Dataset excerpts on object pointing
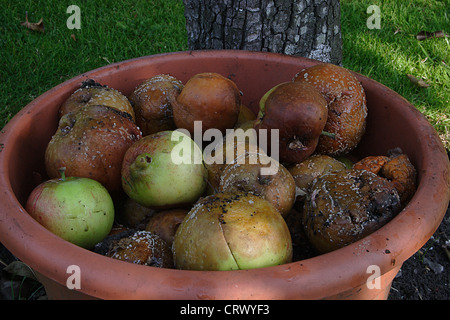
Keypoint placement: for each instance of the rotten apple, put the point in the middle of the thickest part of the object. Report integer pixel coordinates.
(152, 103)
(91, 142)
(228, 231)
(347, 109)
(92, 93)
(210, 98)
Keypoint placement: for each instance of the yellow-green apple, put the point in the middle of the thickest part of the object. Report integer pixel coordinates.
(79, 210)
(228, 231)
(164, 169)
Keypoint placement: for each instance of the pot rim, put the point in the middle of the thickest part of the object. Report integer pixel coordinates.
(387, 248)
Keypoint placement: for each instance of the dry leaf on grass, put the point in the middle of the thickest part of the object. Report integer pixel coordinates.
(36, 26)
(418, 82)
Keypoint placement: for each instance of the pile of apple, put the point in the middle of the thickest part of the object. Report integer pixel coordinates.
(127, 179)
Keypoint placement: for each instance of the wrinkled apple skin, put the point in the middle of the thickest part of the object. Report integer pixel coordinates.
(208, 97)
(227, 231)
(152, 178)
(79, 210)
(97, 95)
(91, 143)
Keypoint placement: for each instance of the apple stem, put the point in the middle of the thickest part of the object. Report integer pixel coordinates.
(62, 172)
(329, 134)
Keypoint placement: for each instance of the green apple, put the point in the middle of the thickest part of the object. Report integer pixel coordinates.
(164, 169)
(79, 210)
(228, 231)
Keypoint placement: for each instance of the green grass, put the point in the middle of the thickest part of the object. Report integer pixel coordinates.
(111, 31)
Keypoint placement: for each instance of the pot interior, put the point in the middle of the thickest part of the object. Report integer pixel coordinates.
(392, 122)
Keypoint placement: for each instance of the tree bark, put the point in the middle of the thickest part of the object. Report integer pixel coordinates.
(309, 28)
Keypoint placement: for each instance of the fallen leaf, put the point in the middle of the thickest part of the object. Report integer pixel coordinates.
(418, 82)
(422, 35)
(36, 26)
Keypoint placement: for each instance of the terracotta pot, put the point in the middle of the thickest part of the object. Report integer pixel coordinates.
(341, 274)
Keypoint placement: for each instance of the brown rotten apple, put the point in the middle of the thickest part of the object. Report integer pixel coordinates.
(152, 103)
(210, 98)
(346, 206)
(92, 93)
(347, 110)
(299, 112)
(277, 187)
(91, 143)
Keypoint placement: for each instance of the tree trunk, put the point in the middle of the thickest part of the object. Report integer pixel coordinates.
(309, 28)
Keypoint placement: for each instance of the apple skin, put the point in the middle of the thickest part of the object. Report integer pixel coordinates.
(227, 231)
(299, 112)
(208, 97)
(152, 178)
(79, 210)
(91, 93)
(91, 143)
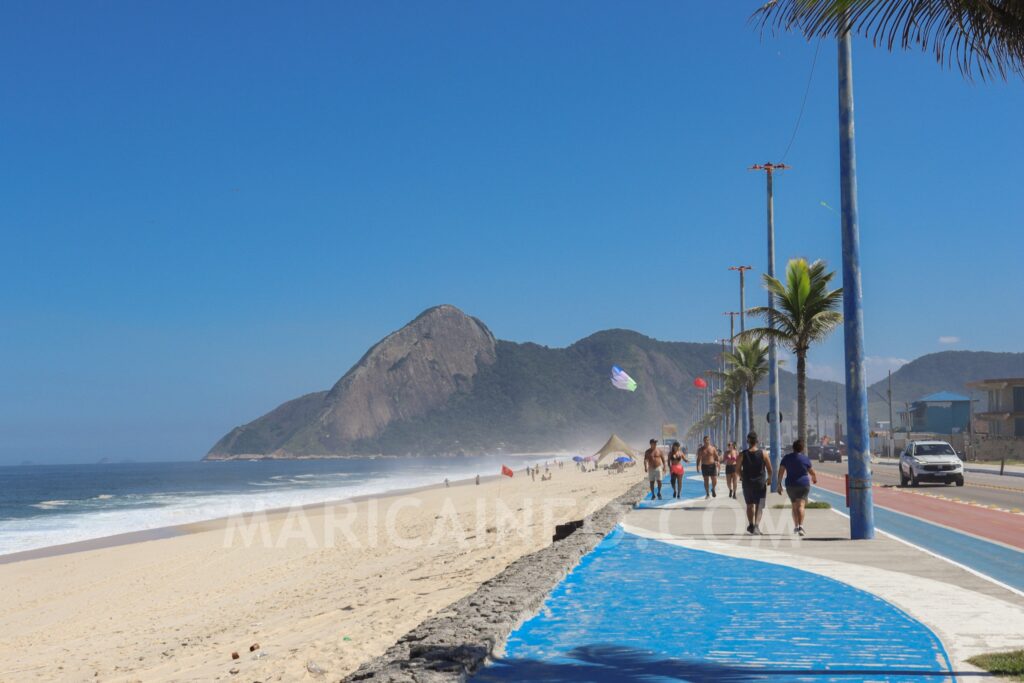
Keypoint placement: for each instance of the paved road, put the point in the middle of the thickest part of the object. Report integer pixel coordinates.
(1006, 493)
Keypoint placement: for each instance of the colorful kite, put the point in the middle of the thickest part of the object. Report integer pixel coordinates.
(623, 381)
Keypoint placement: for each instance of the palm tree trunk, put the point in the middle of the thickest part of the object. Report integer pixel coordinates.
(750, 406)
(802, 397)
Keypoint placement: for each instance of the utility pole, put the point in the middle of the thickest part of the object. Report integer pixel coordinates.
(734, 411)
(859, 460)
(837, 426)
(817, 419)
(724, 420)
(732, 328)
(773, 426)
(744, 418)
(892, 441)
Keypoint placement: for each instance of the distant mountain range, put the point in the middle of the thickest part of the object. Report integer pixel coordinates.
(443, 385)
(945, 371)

--

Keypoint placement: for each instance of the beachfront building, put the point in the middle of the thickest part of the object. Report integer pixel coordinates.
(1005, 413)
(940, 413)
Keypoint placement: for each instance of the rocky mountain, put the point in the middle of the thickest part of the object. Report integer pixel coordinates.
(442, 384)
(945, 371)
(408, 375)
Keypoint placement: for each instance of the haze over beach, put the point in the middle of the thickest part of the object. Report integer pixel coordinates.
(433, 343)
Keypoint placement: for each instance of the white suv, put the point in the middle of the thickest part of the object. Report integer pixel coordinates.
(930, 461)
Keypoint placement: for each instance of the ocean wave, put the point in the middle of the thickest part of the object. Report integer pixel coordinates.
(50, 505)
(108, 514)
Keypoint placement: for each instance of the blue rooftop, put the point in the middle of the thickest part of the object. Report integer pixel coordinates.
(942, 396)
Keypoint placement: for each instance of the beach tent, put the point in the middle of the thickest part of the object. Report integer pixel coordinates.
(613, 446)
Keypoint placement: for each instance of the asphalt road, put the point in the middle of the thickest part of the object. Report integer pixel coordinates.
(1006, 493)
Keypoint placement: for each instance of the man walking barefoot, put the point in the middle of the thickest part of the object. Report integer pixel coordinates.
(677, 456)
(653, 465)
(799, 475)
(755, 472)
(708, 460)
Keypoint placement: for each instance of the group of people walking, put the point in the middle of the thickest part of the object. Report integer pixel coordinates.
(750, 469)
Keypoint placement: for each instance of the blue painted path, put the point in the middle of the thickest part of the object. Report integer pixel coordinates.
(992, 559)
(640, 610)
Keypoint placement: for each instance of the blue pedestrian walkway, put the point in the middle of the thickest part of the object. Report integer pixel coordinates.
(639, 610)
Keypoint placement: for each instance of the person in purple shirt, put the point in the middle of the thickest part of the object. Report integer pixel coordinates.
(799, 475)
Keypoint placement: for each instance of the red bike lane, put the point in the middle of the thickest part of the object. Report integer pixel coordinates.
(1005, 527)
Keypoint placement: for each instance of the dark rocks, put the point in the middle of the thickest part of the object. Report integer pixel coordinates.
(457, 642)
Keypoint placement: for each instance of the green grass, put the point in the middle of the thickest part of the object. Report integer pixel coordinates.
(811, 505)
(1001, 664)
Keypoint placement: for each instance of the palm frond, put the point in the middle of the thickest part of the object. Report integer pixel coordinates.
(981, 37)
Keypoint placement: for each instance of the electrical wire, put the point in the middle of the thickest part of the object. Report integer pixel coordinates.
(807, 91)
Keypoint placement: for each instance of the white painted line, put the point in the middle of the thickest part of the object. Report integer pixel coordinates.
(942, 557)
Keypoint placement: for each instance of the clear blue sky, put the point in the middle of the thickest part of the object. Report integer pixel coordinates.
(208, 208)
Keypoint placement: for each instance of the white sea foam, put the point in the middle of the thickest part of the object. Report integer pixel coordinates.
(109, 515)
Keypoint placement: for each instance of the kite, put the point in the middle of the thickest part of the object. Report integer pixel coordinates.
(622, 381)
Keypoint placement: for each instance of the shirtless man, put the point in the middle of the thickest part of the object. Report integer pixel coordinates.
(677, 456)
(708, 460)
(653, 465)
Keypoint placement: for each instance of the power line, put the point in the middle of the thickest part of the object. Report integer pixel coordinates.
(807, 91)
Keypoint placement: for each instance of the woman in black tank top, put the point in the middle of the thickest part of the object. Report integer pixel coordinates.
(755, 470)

_Exercise details:_ Pull out every line in the rows above that contains the string "rocks", keeping in mind that case counts.

_The completed task:_
Keypoint placement: for each instance of the dark rocks, put the point in the middle of the thickest part of the object. Report integer pixel coordinates.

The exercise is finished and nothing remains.